*Task requirements*. Once you have read the records below, write them all out exactly as given.
[Dataset extract]
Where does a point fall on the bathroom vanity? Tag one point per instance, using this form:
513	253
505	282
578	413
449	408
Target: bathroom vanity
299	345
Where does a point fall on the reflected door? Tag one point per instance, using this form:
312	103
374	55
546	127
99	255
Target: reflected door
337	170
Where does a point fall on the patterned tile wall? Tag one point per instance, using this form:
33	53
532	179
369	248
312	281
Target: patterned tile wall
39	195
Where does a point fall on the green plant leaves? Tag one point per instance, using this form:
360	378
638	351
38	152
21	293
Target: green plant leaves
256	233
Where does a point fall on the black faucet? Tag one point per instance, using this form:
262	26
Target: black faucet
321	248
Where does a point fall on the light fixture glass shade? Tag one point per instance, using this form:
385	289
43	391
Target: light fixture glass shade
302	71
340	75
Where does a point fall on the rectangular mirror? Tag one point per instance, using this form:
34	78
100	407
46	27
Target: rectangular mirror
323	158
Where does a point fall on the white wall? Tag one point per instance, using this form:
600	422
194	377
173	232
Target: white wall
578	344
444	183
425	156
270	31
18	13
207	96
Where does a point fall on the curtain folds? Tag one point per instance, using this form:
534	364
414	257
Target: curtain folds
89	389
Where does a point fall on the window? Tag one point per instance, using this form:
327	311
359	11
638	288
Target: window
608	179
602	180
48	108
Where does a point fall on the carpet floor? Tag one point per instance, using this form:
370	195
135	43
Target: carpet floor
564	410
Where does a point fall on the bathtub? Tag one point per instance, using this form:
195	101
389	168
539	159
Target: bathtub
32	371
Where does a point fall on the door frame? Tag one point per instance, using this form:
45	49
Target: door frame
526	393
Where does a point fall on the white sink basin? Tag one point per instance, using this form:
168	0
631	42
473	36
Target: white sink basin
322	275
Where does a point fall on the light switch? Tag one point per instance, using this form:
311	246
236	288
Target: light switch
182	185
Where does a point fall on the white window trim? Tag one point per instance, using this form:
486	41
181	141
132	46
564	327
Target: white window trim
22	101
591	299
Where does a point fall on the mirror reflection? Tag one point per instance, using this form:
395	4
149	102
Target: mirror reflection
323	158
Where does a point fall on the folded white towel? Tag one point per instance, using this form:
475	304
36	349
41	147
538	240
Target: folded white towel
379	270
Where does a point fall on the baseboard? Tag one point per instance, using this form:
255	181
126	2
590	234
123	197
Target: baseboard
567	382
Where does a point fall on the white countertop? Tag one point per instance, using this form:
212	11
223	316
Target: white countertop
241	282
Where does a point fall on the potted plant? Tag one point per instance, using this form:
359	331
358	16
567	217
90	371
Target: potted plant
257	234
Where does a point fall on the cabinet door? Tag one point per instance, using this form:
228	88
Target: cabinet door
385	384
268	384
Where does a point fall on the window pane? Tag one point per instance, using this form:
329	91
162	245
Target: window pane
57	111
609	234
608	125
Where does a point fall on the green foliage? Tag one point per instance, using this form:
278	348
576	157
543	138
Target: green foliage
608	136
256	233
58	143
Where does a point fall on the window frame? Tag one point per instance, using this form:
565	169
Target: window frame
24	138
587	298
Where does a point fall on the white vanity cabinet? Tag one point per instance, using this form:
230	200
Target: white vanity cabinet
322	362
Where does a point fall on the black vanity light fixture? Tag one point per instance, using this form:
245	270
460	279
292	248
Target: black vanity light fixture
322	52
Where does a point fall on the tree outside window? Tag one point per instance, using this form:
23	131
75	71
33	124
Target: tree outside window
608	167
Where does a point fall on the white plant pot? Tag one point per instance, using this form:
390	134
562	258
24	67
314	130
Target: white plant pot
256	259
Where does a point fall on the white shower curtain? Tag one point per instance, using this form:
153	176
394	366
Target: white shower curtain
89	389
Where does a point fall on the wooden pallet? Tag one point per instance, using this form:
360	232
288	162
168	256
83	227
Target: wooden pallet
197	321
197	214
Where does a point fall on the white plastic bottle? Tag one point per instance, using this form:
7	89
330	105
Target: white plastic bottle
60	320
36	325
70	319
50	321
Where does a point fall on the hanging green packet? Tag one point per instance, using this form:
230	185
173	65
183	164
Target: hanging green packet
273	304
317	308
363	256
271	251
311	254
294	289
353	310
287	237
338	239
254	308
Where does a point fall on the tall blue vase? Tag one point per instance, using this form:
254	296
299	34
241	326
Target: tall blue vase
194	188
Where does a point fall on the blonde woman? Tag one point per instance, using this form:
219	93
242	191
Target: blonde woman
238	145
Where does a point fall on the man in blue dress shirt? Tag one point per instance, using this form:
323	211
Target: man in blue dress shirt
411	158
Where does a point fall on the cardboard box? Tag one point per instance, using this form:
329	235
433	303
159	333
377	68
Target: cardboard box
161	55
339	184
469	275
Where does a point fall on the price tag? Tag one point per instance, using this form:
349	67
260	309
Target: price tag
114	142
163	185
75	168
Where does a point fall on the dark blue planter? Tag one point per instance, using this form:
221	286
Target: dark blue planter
[/Dataset extract]
*Task response*.
Where does a point fall on the bathroom vanity? Tag one point per instance, using this form:
513	253
505	282
578	413
449	408
Target: bathroom vanity
299	345
Where does a point fall on the reflected door? Tag one point per instance, using this form:
312	103
374	55
546	127
99	255
Target: reflected door
337	170
Where does a point fall on the patterned tile wall? Tag one point per instance, using this form:
33	53
532	179
369	248
312	281
Target: patterned tile wall
39	195
Where does a point fall on the green plant leaves? Tag one point per instance, using this form:
360	378
638	351
38	152
21	293
Target: green plant leaves
256	233
Where does a point fall on the black faucet? Tag one point per instance, using this form:
262	26
Target: black faucet
321	248
Where does a point fall on the light fixture glass shade? Tag one point per instance, using this form:
385	289
43	391
Target: light fixture glass shade
302	71
340	75
Where does a point fall on the rectangular mirror? Tag one point per instance, using this form:
34	78
100	407
46	27
Target: rectangular mirror
323	158
Where does a point fall on the white wall? Tag one point per instance, using this form:
600	422
194	377
173	232
Target: white wall
578	344
444	183
425	156
270	31
18	13
207	96
Where does a point fall on the curtain folds? Tag one point per instance, using this form:
534	364
414	257
Target: curtain folds
89	389
Where does a point fall on the window? Tag one point per instance, using this form:
327	311
359	11
638	288
Target: window
608	179
602	180
48	108
Where does a point fall on the carpet floor? Tag one point per instance, using this form:
370	195
135	43
Target: carpet floor
564	410
Where does a point fall on the bathtub? Tag one point per instance, using this form:
195	101
389	168
539	159
Target: bathtub
32	371
Where does a point fall on the door frame? Tag one point per instance, using this form:
45	49
Target: door frame
526	393
Where does a point fall on the white sink basin? Tag one point per instance, using this form:
168	0
631	42
473	36
Target: white sink basin
322	275
Where does a point fall on the light switch? Tag one point per instance, using this form:
311	246
236	288
Target: light switch
182	185
Where does a point fall on the white window trim? Tag one point per instance, using this form:
486	41
181	141
132	46
564	327
Target: white window trim
22	101
591	299
Where does a point fall on the mirror reflection? Tag one point per instance, using this form:
395	4
149	102
Target: mirror reflection
323	158
Where does a point fall on the folded white towel? Tag one point per instance, using this form:
475	304
36	349
41	147
538	240
Target: folded white towel
379	270
Where does a point fall on the baseboard? Tag one point per instance, using this form:
255	181
126	2
590	234
123	197
Target: baseboard
567	382
Where does a point fall on the white countertop? Tag one point per instance, using this form:
212	11
223	316
Target: white countertop
241	282
Where does a point fall on the potted plant? Tag one point per instance, using this form:
359	331
358	16
567	217
90	371
Target: potted plant
257	234
Where does a point fall on the cabinet door? Tag one point per instance, using this form:
228	88
Target: cabinet door
385	384
268	384
Where does a point fall on the window pane? Tag one point per instance, using this form:
329	91
162	245
Target: window pane
57	111
609	234
608	125
Where does a point fall on the green foliage? Tag one point per instance, using this form:
278	348
576	157
543	138
Target: green foliage
608	136
256	233
58	143
Where does a point fall on the window frame? Tag one point per instance, using this form:
565	169
Target: window frame
24	138
587	298
Where does a point fall on the white vanity cabinet? Tag one point per instance, using this form:
230	200
Target: white vanity cabinet
322	362
Where does a point fall on the black vanity light fixture? Tag one point per instance, using this form:
245	270
460	279
292	248
Target: black vanity light fixture
322	52
Where does a point fall on the tree outside window? Tag one point per instance, using this form:
23	131
75	71
33	124
Target: tree outside window
608	167
Where does a point fall on the white plant pot? Tag one point per instance, using this form:
390	134
562	258
24	67
314	130
Target: white plant pot
256	259
Where does a point fall on the white shower curtain? Tag one point per instance, using this form:
153	176
394	366
Target: white shower curtain
89	389
Where does a point fall on the wooden pallet? Tag one point per instance, using this form:
360	232
288	162
168	256
83	227
Target: wooden pallet
197	321
197	214
Where does a point fall on the white plastic bottle? Tag one point per instance, using this form:
7	89
330	105
Target: white plastic bottle
60	320
36	325
70	319
50	321
Where does a point fall on the hanging green packet? Tag one point per instance, using this form:
230	185
173	65
183	164
Target: hanging green packet
273	304
317	308
363	256
271	251
311	254
294	289
353	310
287	237
338	239
254	308
Where does a point fall on the tall blue vase? Tag one point per instance, using this form:
254	296
299	34
241	326
Target: tall blue vase
194	188
Where does a point fall on the blonde woman? Tag one point per instance, using this form:
219	93
242	191
Target: blonde woman
238	145
Where does a point fall on the man in blue dress shirt? Tag one point per instance, using this form:
323	211
Target: man in blue dress shirt
411	158
Where does a point fall on the cardboard box? Tag one point per instance, using this form:
329	235
433	303
159	333
377	68
Target: cardboard box
161	55
339	184
469	275
Where does a point fall on the price tag? Tag one point per instance, using this form:
349	67
260	309
Target: price tag
114	142
163	185
75	168
Where does a point fall on the dark blue planter? Tag one point per instance, using this form:
221	286
Target: dark blue planter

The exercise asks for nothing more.